**AIM OF THE EXERCISE**
Return every line of the items that contains the word "water", matching case exactly.

**ENTRIES PROVIDED**
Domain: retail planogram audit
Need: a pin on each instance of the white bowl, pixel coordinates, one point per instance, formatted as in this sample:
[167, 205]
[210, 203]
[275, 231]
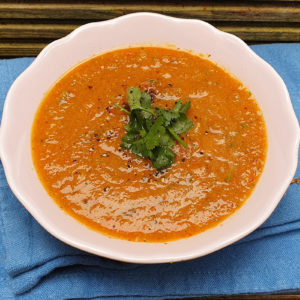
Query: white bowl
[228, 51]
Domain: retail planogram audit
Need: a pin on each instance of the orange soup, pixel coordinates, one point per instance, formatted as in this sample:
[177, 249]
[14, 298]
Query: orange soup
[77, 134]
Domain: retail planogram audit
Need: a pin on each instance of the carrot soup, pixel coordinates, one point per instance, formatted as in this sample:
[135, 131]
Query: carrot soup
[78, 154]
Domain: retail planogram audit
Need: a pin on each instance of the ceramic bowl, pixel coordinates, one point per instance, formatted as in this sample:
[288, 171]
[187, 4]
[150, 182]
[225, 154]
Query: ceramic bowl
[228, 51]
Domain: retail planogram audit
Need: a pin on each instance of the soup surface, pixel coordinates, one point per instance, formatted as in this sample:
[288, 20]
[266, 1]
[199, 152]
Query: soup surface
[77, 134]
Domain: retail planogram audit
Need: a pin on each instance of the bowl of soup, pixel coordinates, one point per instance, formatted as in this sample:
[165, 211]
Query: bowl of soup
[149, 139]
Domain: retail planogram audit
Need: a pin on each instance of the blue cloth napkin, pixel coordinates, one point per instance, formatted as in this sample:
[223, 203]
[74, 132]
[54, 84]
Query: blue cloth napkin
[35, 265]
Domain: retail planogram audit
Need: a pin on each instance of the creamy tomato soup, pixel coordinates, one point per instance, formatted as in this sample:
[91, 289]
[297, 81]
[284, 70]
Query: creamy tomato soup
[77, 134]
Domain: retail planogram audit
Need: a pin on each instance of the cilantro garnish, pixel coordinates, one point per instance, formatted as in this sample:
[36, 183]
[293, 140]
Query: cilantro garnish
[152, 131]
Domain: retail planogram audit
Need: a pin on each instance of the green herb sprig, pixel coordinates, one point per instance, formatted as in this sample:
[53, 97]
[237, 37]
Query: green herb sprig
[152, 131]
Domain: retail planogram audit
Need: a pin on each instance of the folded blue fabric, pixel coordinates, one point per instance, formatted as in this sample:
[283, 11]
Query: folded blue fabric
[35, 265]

---

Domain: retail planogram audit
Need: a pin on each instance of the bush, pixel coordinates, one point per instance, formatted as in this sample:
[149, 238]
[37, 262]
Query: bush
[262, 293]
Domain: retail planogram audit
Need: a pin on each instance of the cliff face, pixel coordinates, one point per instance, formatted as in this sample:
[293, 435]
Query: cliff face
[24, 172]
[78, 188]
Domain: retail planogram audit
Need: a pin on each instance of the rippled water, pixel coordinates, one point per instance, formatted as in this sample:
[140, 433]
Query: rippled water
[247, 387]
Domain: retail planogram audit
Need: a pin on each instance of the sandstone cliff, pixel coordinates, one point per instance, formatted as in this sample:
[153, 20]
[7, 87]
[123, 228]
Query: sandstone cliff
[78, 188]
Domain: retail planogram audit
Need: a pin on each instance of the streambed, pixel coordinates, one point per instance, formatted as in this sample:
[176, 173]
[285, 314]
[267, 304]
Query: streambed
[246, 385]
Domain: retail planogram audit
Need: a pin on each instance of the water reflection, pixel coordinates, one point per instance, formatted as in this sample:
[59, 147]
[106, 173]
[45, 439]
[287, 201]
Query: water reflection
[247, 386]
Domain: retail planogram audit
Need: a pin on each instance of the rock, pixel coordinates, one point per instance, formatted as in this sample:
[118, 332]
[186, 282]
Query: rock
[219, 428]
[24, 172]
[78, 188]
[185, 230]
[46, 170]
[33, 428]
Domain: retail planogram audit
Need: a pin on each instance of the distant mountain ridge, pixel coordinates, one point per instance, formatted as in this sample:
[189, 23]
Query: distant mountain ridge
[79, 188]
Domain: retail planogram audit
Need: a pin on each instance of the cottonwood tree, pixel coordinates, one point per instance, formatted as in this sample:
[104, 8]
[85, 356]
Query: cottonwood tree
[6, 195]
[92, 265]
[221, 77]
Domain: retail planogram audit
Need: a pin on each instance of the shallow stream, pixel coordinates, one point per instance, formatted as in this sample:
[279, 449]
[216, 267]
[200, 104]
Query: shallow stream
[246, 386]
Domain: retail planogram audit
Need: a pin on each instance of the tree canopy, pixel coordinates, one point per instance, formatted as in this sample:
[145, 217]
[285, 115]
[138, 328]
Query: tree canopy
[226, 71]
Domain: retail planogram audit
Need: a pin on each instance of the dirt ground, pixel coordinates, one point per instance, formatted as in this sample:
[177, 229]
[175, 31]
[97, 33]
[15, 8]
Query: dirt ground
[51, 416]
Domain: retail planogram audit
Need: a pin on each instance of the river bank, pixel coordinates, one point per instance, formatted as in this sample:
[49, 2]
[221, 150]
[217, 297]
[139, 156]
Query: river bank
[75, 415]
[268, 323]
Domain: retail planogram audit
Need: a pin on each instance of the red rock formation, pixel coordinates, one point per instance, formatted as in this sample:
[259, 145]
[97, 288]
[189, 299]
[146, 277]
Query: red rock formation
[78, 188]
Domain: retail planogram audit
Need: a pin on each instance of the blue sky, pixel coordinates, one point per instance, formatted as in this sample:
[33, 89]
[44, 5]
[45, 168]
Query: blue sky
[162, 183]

---

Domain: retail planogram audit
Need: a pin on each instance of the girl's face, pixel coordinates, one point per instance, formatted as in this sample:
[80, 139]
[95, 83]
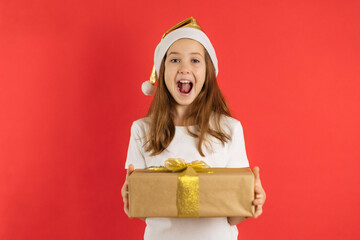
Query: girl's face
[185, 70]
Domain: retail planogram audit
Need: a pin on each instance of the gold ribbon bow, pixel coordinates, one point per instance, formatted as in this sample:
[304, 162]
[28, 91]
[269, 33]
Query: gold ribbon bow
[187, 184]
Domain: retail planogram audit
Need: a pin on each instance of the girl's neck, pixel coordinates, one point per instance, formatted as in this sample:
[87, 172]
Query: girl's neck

**THE RESPONSE**
Need: a pin on each instance of the rippled water, pixel coordinates, one point per instance, formatted as in this sample:
Query: rippled water
Need: a pin on each instance of the water reflection, pixel coordinates, one point per instance, formatted as in this sample:
Query: water reflection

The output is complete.